Aufgabenstellung:
1/ An welchem Datum wurde die Berufungsbegründung laut dem Auszug zur Kostenerstattung im Berufungsverfahren zugestellt?
2/ Nenne alle Kalenderdaten, die im Auszug zur Kostenerstattung im Berufungsverfahren vorkommen.
3/ Schreibe den Auszug zur Kostenerstattung im Berufungsverfahren im Anschluss an seinen letzten Satz weiter.

Textauszug:
Eine andere Betrachtungsweise ist hier nicht deshalb veranlasst, weil der 9. Zivilsenat des Oberlandesgerichts Köln - im Nachgang zu der am 04.03.2010 erfolgten Zustellung der Berufungsbegründung - mit Beschluss vom 25.03.2010 einen Hinweis nach § 522 Abs. 2 Satz 1 ZPO erteilt hat. Nach der mit der herrschenden Auffassung im Schrifttum (vgl. AnwK-RVG/N. Schneider aaO VV 3201 Rn. 62; Gerold/Schmidt/Müller-Rabe aaO VV 3200 Rn. 52) übereinstimmenden ständigen Rechtsprechung des erkennenden Senats (vgl. Beschlüsse vom 28.07.2008 - 17 W 163/08 - und vom 16.08.2010 - 17 W 161/10) hat der Berufungsbeklagte grundsätzlich auch in den Fällen des § 522 Abs. 2 ZPO ungeachtet der bereits vom Berufungsgericht erteilten Hinweise ein berechtigtes und auch erstattungsrechtlich anzuerkennendes Interesse, auf das Verfahren in seinem Sinne fördernd Einfluss zu nehmen. Im Streitfall kommt es hierauf freilich nicht einmal entscheidend an, weil sich für die Beklagte allein schon aufgrund der - zu diesem Zeitpunkt noch nicht mit gerichtlichen Hinweisen versehenen - Zustellung der Berufungsbegründung und der hierdurch erkennbar werdenden Absicht der Klägerin, das Rechtsmittelverfahren streitig durchzuführen, ein Gegenantrag als notwendig i. S. von § 91 Abs. 1 Satz 1 ZPO erweisen musste. Diese Notwendigkeit konnte nicht nachträglich dadurch, dass der 9. Zivilsenat des Oberlandesgerichts drei Wochen nach Zustellung der Berufungsbegründung (und nach bereits erfolgter Stellung des Gegenantrags) auf die fehlende Erfolgsaussicht des Rechtsmittels hinwies, nachträglich wieder entfallen.

(Daten zur natürlichsprachlichen Objektzuordnung)
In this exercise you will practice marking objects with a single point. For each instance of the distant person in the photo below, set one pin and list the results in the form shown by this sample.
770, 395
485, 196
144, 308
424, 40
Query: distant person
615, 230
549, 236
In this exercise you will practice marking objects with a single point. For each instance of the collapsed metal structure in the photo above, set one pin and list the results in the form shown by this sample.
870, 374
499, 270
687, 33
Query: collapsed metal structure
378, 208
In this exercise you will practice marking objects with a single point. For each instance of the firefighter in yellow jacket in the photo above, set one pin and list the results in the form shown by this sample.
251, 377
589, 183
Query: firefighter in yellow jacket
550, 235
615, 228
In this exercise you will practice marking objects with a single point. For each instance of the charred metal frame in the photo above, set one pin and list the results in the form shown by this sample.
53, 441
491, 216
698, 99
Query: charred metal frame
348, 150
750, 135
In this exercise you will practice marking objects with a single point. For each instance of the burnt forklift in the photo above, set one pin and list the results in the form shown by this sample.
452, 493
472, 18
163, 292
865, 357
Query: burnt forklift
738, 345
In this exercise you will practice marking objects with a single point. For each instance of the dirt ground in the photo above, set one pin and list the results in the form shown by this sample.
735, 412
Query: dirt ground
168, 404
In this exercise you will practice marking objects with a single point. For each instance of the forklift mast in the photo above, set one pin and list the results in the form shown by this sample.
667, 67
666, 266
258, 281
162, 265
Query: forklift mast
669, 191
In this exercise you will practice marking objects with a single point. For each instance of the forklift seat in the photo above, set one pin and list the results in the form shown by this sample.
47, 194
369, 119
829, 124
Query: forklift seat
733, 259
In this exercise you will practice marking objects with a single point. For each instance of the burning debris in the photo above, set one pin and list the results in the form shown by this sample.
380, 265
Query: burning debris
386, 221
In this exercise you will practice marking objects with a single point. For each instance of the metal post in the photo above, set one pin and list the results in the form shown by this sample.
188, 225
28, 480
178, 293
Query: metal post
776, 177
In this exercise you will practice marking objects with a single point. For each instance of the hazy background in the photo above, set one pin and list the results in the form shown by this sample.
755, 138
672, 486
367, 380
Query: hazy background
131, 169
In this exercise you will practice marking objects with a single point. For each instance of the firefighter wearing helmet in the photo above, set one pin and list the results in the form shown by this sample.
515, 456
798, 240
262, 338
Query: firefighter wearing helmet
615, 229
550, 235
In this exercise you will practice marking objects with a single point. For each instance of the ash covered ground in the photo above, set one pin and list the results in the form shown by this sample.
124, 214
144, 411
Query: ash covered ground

Lösungen:
1/ Am 04.03.2010.

2/ 04.03.2010, 25.03.2010, 28.07.2008, 16.08.2010

3/
Die Kostenentscheidung folgt aus § 97 Abs. 1 ZPO.

Der Gegenstandswert für das Beschwerdeverfahren folgt aus der Differenz zwischen dem von der Beklagten geltend gemachten und vom Landgericht insoweit auch berücksichtigten Betrag für die zweitinstanzlichen außergerichtlichen Kosten (17.723,38 Euro) und der Summe, die sich bei dem mit der Beschwerde erstrebten Ansatz nur einer 1,1 fachen Verfahrensgebühr nebst Auslagenpauschale und Mehrwertsteuer als Erstattungsbetrag für die zweite Instanz ergeben würde (12.192,26 Euro).